§ **WHAT IS REQUIRED**:
From the listing below, extract every line in which the word "post" appears.
#####
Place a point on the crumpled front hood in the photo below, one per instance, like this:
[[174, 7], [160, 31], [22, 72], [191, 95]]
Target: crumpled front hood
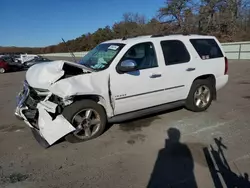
[[45, 74]]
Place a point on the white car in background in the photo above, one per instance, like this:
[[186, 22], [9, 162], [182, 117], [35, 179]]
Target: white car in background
[[119, 80], [25, 57]]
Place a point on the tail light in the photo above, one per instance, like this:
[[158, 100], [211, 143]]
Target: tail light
[[226, 66]]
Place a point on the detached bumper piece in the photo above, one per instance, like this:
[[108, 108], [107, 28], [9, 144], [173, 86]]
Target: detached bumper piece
[[45, 128]]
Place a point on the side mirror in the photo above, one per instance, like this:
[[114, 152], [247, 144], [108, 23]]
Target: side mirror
[[127, 66]]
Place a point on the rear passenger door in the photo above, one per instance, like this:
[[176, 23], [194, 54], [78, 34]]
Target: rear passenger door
[[178, 69]]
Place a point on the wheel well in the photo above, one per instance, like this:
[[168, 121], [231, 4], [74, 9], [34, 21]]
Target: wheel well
[[210, 77]]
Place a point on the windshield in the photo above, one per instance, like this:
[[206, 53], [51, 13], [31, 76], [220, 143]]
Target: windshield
[[101, 56]]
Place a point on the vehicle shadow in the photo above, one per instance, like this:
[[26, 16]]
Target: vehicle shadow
[[174, 166], [219, 167]]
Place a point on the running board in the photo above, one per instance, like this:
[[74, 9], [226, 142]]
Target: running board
[[144, 112]]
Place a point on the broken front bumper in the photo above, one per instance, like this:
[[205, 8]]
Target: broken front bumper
[[39, 119]]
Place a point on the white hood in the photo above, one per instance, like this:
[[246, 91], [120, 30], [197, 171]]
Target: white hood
[[45, 74]]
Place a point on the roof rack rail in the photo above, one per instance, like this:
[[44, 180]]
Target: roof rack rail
[[157, 35], [125, 38]]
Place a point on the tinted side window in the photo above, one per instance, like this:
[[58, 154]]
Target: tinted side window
[[143, 54], [207, 48], [174, 52]]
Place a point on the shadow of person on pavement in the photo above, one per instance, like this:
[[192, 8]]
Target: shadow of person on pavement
[[220, 170], [174, 165]]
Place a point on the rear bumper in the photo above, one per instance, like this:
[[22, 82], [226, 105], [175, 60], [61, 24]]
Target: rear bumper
[[221, 81]]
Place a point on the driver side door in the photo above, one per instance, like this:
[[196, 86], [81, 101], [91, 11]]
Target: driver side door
[[141, 88]]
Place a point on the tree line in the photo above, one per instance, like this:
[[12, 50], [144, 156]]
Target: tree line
[[228, 20]]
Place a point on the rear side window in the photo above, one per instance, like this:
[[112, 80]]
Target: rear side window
[[207, 48], [174, 52]]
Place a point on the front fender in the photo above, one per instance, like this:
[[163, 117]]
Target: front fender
[[94, 85]]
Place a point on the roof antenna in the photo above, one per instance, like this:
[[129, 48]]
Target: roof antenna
[[72, 54]]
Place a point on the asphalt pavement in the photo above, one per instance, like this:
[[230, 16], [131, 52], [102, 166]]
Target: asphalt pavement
[[176, 148]]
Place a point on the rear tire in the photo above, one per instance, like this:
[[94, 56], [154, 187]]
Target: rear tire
[[82, 115], [200, 95]]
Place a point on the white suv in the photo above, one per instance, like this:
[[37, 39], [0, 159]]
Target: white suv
[[120, 80]]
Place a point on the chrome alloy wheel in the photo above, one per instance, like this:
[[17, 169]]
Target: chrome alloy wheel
[[2, 70], [87, 123], [202, 96]]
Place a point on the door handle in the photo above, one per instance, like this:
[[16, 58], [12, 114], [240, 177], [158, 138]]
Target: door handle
[[190, 69], [155, 75]]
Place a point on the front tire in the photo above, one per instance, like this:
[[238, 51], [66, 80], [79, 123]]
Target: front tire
[[200, 96], [88, 117]]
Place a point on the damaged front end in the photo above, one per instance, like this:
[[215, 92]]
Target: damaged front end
[[49, 88], [41, 111]]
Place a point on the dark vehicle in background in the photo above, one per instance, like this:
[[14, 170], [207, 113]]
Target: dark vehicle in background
[[36, 60], [8, 64]]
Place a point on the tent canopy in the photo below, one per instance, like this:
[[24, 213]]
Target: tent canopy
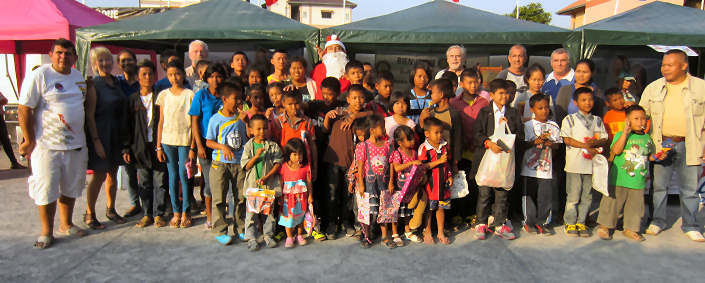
[[439, 23], [30, 27], [45, 19], [213, 21], [654, 23]]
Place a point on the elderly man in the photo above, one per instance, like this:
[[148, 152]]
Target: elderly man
[[676, 105], [515, 72], [197, 51], [333, 59], [455, 57], [52, 115], [562, 74]]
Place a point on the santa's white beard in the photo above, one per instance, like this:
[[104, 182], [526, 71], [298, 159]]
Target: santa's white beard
[[335, 64]]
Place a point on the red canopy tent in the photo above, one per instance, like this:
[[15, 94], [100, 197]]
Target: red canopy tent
[[30, 27]]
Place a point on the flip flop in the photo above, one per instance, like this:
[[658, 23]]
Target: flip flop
[[444, 240], [428, 239], [43, 242], [73, 231]]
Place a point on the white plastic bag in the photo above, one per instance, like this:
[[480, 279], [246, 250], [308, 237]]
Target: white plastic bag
[[600, 172], [496, 170], [460, 185]]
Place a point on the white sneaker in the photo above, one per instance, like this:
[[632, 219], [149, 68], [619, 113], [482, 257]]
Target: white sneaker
[[653, 230], [695, 236]]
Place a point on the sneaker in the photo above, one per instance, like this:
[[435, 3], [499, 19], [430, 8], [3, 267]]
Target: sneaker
[[653, 229], [224, 239], [544, 230], [330, 232], [604, 233], [634, 235], [531, 229], [505, 232], [252, 245], [570, 230], [583, 231], [270, 243], [695, 236], [300, 240], [318, 236], [289, 243], [411, 236], [349, 231], [481, 232], [144, 222], [159, 222]]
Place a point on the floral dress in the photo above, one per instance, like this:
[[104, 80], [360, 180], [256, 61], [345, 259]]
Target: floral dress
[[295, 197]]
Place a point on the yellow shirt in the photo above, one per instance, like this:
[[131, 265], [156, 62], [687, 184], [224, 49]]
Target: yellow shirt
[[674, 121]]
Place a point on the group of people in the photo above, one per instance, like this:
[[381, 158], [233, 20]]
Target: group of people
[[341, 152]]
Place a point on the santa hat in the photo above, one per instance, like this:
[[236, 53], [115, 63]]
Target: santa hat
[[333, 40]]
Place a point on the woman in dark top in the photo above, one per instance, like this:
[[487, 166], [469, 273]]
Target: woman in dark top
[[104, 153], [584, 71]]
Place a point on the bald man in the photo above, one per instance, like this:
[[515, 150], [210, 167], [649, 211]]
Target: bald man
[[676, 105]]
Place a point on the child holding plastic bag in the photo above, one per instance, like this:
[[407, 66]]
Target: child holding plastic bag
[[584, 135], [261, 160], [297, 192], [403, 160], [542, 137], [494, 117], [372, 157]]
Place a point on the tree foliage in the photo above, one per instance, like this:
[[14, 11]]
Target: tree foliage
[[532, 12]]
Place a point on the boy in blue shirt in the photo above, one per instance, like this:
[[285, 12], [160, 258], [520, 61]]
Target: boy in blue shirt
[[227, 135]]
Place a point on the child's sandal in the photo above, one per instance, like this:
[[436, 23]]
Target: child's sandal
[[388, 243], [397, 240]]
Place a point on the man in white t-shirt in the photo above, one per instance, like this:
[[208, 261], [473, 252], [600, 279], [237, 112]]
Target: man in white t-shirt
[[52, 117], [455, 57], [515, 72]]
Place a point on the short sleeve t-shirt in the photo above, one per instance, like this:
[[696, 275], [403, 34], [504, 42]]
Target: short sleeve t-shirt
[[631, 167], [378, 157], [538, 161], [176, 129], [229, 131], [614, 122], [204, 105], [580, 128], [58, 103]]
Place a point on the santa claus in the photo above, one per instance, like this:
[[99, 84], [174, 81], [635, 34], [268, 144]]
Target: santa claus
[[333, 61]]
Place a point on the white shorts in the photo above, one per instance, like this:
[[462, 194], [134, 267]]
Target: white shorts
[[57, 172]]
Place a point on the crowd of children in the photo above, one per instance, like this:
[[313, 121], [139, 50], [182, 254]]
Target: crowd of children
[[374, 163]]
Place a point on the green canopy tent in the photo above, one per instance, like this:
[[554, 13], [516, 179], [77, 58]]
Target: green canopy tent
[[656, 23], [433, 26], [218, 21]]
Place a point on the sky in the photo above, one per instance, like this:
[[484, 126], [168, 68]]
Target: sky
[[372, 8]]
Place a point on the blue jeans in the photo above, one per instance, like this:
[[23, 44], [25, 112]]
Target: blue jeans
[[176, 157], [688, 181]]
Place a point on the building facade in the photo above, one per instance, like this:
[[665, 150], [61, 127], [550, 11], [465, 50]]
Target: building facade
[[317, 13], [583, 12]]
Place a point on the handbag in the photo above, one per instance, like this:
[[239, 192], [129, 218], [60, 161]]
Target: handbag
[[497, 170], [459, 189]]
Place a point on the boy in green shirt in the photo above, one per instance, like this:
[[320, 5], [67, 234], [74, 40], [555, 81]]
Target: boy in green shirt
[[630, 153]]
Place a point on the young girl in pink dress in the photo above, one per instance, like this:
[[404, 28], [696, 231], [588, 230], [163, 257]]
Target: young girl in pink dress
[[296, 190]]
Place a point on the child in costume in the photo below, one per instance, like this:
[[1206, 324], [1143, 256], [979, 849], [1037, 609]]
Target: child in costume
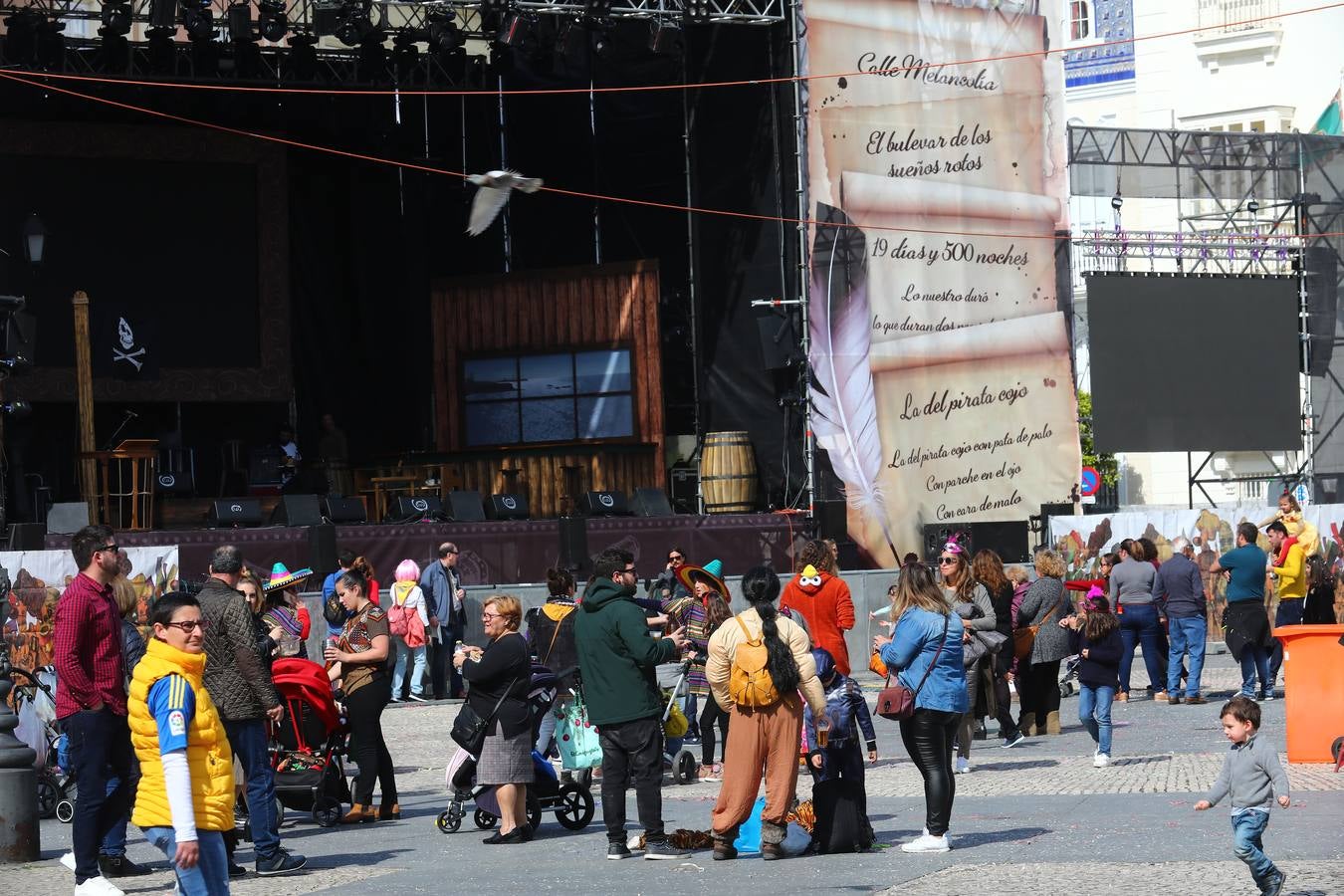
[[1298, 530], [848, 715]]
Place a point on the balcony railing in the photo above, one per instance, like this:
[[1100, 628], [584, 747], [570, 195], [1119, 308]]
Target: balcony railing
[[1230, 16]]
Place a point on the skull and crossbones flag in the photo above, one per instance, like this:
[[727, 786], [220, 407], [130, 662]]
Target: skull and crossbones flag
[[123, 345]]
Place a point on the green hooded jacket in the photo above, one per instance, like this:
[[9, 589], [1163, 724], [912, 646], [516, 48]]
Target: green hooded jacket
[[617, 656]]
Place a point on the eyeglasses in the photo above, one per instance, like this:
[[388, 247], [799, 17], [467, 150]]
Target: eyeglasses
[[188, 626]]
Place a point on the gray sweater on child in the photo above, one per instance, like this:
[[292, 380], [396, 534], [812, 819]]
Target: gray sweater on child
[[1251, 774]]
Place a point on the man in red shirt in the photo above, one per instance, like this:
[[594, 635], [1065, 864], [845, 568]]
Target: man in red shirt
[[92, 702]]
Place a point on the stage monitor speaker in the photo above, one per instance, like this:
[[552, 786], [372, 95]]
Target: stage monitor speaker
[[651, 503], [234, 512], [419, 507], [322, 553], [465, 507], [574, 555], [176, 483], [298, 510], [603, 504], [507, 507], [27, 537], [68, 519], [1009, 541], [344, 511]]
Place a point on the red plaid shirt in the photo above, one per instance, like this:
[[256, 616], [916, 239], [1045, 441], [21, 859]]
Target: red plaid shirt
[[88, 649]]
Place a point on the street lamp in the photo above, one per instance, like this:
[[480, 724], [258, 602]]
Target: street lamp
[[34, 239]]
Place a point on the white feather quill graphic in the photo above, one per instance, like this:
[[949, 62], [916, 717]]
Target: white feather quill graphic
[[845, 422]]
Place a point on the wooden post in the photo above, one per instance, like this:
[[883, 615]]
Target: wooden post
#####
§ **YOUR SOLUTION**:
Place a point on the wooden post in the photo above, one per instance, like this:
Target: wooden post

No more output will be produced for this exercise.